--- Begin Selected passage ---
An image from Insidious - one of the best Halloween horror movies to stream
(Image credit: Blumhouse)

It’s that terrifying time of the year again. No, we're not talking about doing your tax returns. We’re talkin’ October, the one month when it’s acceptable – if not downright obligatory – to put on a horror movie and then hide behind the sofa for most of it as you’re too scared to peer out. Hey, we all do it. It’s part of the rush of the season! To help you reach that "paralyzed with fear" stage as soon as possible, we’ve crafted this list of the best Halloween movies to stream right now. These entries run the full gamut of horror. You’ve got creature features, supernatural tales, gorefests, creepy thrills, sci-fi horror mash-ups, and whatever the hell Society is. Whatever you’re in the mood for, we’ve got your tastes covered.

To clarify: this list does not make up the best horror movies of all time. These are the ones purpose-built to have you watching through the cracks between your fingers. Sure, there are some classics like Alien and The Thing – but, while they're the best all-round movies, they're not necessarily the best at delivering those Holloween-tinged thrills. To liven things up, we’ve also included a handy guide to the gore and violence levels featured in each movie. Letting your pals know that the movie you’re about to watch is positively dripping with blood and entrails is up to you, though. Plus, the following are all available on either a streaming subscription or through a rental download service, though availability tends to vary depending on where you live. Happy screamin'! 

30. When A Stranger Calls Back (1993)

(Image credit: Universal Television)

Available on: Amazon Prime (UK/US)

A babysitter receives a call from a stranger, taunting her – and the mysterious caller is revealed to be coming from inside the house. That chill-inducing premise was explored in the first Stranger Calls movie, but it wasn’t until the sequel that it was fully wrung of its capacity for terror. Julie, the babysitter in question, responds to a stranger at the front door, refusing to let him in, despite his claims that his car broke down and he needs to call his car club. She kindly offers to call the Autoclub for him, but the phone has been disconnected. 

This trendsetter is always overlooked in favour of its predecessor, yet the sequel is much, much scarier. Cranking up the tension slowly during every single encounter, from the opening sequence between the babysitter and the seemingly-nice stranger through to the finale, utterly shreds your nerves. And just when you think it’s calmed down, there’s a creepy-as-hell ventriloquism act...

Gore level: Low

Violence level: Low

29. Honeymoon (2014)

(Image credit: Magnolia Pictures)
--- End Selected passage ---
--- Begin Rows ---
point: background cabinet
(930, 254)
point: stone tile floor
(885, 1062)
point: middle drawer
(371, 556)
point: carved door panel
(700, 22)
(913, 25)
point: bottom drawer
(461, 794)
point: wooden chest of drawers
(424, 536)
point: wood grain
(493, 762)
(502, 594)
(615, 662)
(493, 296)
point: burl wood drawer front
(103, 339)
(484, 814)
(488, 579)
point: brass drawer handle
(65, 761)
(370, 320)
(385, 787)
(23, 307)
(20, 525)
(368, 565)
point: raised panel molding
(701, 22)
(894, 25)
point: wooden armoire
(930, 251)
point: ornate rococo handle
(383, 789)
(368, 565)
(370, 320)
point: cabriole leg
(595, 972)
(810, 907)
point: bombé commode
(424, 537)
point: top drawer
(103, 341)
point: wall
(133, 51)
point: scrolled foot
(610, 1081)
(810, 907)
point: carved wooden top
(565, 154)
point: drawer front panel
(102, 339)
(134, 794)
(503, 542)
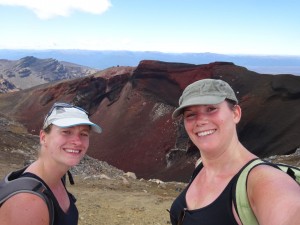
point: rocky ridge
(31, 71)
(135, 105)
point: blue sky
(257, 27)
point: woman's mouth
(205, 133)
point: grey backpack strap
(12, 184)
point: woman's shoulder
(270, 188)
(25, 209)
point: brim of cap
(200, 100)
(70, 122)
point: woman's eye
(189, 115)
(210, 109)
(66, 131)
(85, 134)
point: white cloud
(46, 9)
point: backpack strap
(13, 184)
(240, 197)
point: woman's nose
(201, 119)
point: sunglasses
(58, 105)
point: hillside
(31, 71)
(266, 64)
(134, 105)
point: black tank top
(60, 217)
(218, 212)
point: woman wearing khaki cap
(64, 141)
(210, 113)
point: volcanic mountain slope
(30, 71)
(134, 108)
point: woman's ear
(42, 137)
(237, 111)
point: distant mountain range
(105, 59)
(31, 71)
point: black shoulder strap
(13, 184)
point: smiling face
--- End Rows ---
Task requirements:
A. According to the Halloween movies list, what does the stranger at the front door claim happened to him in When A Stranger Calls Back?
B. Pick up the Halloween movies list after its final line and write the next part.
The records stand apart from the Halloween movies list and aren't connected to it.

Responses per task:
A. He claims his car broke down and he needs to call his car club.

B.
Available on: Amazon Prime (UK), Shudder (UK), Hulu (US)

You might recognise Honeymoon's leading lady Rose Leslie from her role as Jon Snow's paramour in Game of Thrones. In Leslie Janiak's directorial debut, a strange and creepy rumination on the bonds of marriage, her performance as Bea hails from a previously-untapped place. Somewhere dark, and foreboding. As it should, because Janiak's film doesn't pander to what we already know. It feasts on the unknown chasms between people who choose to spend their lives together.

Things begin with a pair of newlyweds – Leslie and Penny Dreadful's Harry Treadaway – heading out to an isolated cabin to celebrate their nuptials. It all starts to go south when mysterious lights appear in the sky, locals start acting weird, and Bea sleepwalks into the night, returning as someone – or something – different.

Gore level: Medium

Violence level: Medium

28. Behind the Mask: The Rise of Leslie Vernon (2006)

(Image credit: Anchor Bay)

Available on: Amazon Prime (UK/US), Shudder (UK/US)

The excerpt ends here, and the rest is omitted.